__Text for analysis__:
Dad had a successful 37 year career with Imperial oil. 1963 saw a move to Swan Hills with Dad transferring to the new Judy Creek Gas Conservation plant. Here he completed his instrumentation and electronics certificates. In the 13 years we were in Swan Hills Dad would advance his career to Foreman level. Dad and Mom were heavily involved in the growing community of Swan Hills contributing significantly to the United Church, curling club, putting us kids in hockey and figure skating, just to name a few. I know they left their mark on Swan Hills, the town and the people they touched. A transfer to Calgary working on the Beaufort Sea Tuk Gas project, and then an overseas Expat stint to Libya North Africa and finally to Cold Lake Alberta in 1980 where he was part of the Operations team to advance the Heavy Oil Pilot projects and ultimately the world class Imperial Oil Cold Lake Production Projects.
Dads professional life was mostly unknown to me until I started my career with Imperial oil in 1986. It was then that I began to realize the “size of his shoes – so to speak.” Many people who I crossed paths in my time at Imperial Oil and knew my Dad would expound his positive approach and contributions He mentored and influenced a lot of careers for a lot of people.

__Material provided__:
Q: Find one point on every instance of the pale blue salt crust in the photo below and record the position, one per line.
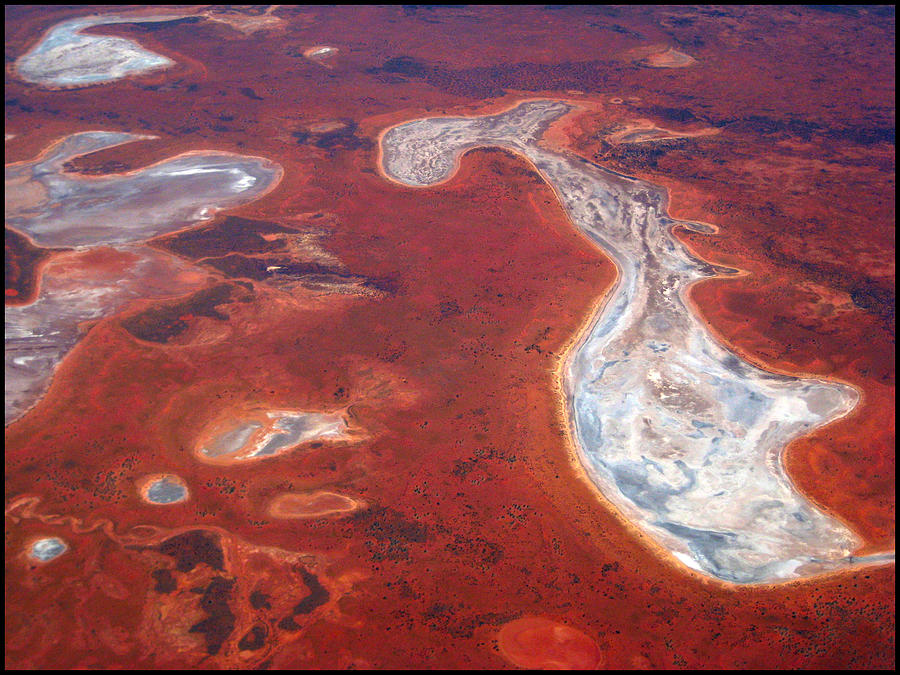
(680, 434)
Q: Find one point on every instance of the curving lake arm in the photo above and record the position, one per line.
(683, 436)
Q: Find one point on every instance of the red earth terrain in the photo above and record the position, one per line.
(452, 525)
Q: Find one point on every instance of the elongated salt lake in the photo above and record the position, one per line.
(678, 432)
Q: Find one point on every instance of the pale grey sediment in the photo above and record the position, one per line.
(166, 490)
(117, 210)
(48, 548)
(246, 439)
(683, 436)
(66, 57)
(39, 335)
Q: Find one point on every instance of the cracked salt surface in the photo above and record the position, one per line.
(65, 57)
(679, 433)
(115, 210)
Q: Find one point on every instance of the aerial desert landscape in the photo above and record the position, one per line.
(450, 337)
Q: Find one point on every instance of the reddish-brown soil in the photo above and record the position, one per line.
(441, 327)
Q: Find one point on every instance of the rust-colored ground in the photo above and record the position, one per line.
(439, 319)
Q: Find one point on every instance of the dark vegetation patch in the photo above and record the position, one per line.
(875, 300)
(236, 265)
(162, 323)
(390, 532)
(671, 114)
(448, 619)
(342, 138)
(231, 235)
(153, 26)
(318, 595)
(165, 582)
(80, 166)
(21, 260)
(220, 620)
(259, 600)
(249, 93)
(192, 548)
(254, 639)
(493, 81)
(640, 156)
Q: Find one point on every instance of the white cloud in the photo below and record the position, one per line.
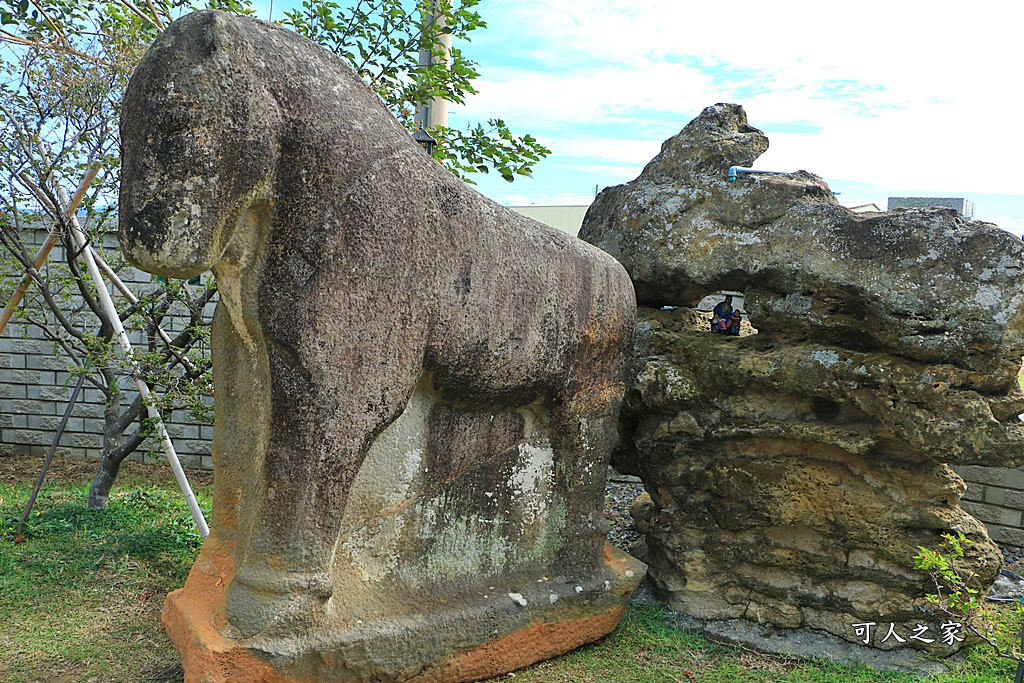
(892, 93)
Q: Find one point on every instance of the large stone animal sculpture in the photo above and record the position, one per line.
(416, 389)
(793, 473)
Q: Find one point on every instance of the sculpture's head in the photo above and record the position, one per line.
(199, 145)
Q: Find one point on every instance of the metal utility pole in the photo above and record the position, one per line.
(433, 113)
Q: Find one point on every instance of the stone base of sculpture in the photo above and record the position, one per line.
(496, 633)
(454, 563)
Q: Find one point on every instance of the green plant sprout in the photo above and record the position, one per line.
(951, 574)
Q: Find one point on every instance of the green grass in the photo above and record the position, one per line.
(80, 599)
(80, 594)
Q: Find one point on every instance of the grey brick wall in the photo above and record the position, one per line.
(995, 496)
(35, 387)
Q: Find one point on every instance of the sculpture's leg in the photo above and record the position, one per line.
(324, 421)
(585, 429)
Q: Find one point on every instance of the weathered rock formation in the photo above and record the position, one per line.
(794, 472)
(417, 389)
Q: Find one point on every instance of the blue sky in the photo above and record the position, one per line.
(880, 98)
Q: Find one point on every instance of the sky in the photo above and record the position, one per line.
(880, 98)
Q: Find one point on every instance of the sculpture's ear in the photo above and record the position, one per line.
(217, 35)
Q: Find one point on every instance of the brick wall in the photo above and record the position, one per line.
(35, 387)
(995, 496)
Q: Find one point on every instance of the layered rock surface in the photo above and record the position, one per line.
(794, 472)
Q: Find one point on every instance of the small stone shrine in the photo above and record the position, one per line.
(417, 389)
(793, 473)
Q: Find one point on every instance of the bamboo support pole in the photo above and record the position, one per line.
(143, 389)
(44, 251)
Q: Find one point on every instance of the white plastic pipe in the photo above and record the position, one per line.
(112, 313)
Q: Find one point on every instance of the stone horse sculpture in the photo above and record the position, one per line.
(417, 389)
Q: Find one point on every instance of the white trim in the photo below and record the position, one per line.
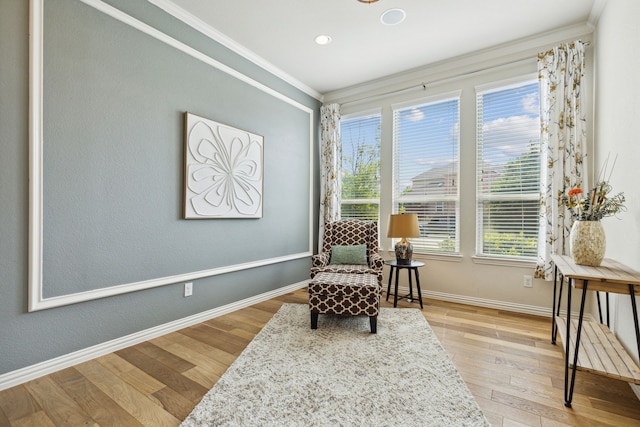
(20, 376)
(427, 100)
(504, 261)
(495, 304)
(36, 142)
(455, 68)
(206, 29)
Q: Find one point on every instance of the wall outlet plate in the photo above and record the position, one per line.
(188, 289)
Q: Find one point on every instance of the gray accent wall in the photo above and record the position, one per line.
(114, 100)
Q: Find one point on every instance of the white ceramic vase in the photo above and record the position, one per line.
(588, 243)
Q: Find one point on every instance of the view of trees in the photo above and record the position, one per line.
(360, 174)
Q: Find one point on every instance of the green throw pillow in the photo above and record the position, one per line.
(349, 255)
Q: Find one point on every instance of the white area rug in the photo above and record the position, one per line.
(340, 374)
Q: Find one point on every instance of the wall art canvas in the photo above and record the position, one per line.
(223, 170)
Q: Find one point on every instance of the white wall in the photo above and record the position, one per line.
(617, 132)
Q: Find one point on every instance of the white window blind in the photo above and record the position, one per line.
(360, 137)
(508, 170)
(426, 146)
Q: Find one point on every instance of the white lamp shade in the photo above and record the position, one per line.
(403, 225)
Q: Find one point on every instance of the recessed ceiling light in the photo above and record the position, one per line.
(393, 17)
(323, 39)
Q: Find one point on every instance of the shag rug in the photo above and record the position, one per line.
(340, 375)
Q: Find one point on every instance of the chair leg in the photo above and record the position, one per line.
(373, 322)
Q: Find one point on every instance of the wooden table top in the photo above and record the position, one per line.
(610, 276)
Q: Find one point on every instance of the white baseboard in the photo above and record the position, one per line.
(20, 376)
(495, 304)
(29, 373)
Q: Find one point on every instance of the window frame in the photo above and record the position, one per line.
(481, 196)
(437, 200)
(362, 201)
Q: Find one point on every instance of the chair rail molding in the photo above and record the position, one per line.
(37, 300)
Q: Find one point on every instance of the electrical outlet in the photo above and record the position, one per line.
(188, 289)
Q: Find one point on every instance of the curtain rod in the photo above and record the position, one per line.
(424, 85)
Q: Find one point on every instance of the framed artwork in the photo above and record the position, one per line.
(224, 170)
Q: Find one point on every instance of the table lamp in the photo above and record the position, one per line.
(403, 226)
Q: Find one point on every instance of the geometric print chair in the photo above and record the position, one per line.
(344, 234)
(346, 278)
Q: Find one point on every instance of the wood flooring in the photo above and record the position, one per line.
(507, 360)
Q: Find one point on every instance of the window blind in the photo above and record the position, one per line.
(426, 146)
(360, 137)
(508, 170)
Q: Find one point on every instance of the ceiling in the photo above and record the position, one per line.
(279, 34)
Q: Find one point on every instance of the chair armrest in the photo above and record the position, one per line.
(320, 260)
(376, 262)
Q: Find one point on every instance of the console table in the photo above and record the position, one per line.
(591, 346)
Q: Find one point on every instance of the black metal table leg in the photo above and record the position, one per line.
(395, 293)
(635, 315)
(568, 397)
(410, 296)
(389, 285)
(599, 307)
(553, 310)
(418, 287)
(567, 346)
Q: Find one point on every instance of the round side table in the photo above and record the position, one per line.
(410, 267)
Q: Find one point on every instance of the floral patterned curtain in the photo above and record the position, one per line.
(563, 144)
(330, 166)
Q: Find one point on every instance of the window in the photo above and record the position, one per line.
(426, 145)
(508, 170)
(360, 137)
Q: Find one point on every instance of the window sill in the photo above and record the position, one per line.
(506, 262)
(432, 256)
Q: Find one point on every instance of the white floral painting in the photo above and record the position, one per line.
(224, 170)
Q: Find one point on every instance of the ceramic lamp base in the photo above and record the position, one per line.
(404, 252)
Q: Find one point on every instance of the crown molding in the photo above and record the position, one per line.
(206, 29)
(525, 49)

__Study questions__:
1. Using the text about the father's career, decide whether each statement agrees with it: (a) the family lived in Swan Hills for 13 years; (b) the father moved to Cold Lake in 1986; (c) the writer started working for Imperial Oil in 1986. Answer yes or no for each and quote the words from the text that settle it.
2. Continue the text about the father's career, starting after its final sentence.
The records were taken from a different source than the text.

__Answers by item__:
1.
(a) Yes: "In the 13 years we were in Swan Hills"
(b) No: "finally to Cold Lake Alberta in 1980"
(c) Yes: "until I started my career with Imperial oil in 1986"

2.
The 80s and 90s in Cold Lake are filled with many memories with Dad and Mom again heavily involved in the church, community and social activities. Boating in the summer teaching the whole beach how to water ski, and curling/bonspeiling in the winter. In 1992 Dad and Mom “retired” from Imperial Oil and Dad became even more involved in service to his church and community. Dad never campaigned nor went door to door – but was elected 3 terms to Grand Centre town council. His reputation, business acumen and personality is what got him elected. When they successfully voted to merge the three towns into the City of Cold Lake, Dad decided it was time for others to take the lead and “retired” from politics. In 2003 he was named Oilman of the Year for the Lakeland Oilman’s Society – a testament to his contributions to his service and community. I cannot remember all the committees and boards he volunteered for – there were so many: The United Church Boards, The Ambulance Society, Lakeland Lodge and Housing, the Hospital Foundation to name a few.
Dad and Mom also enjoyed a number of personal trips in retirement – Arizona with Pete and Jean Unrah, cross Canada in their RV with Jack and Pat Mills, and a memorable trip to Newfoundland, to name a few. Dad enjoyed seeing new people and new places. They even had a place in Arizona for a few years where Dad really enjoyed the hot weather.
In 2006 Dad and mom moved to Leduc, into their next phase of life where they continued with their service to the church and community.
Wherever they were Dad was never far from reaching out to family and friends and always keeping in touch. He attended as many Imperial Oil Annuitant club activities as they could and he was on the board as President and Past President for a number of years. Whenever they travelled dad would take the long way around to stop and visit some friend/past colleague or long lost family member in any of the towns that were near to where they were going.
Dad moved into Salem manor in 2016 after a stroke compromised his health. But he still had his twinkle in his eye, his keen wit and sense of humor. We enjoyed the last 5 years with his company even with his limitations.
In early 2020 mom was able to join Dad in the manor, in the same room. I remember asking him if he’d like mom to be his roommate now – he paused, thought a bit and replied “well I’m not sure – she probably still snores some…..”. Still had his wit, and twinkle in his eye.
Dad you were a good man. You touched many people in very positive ways. RIP.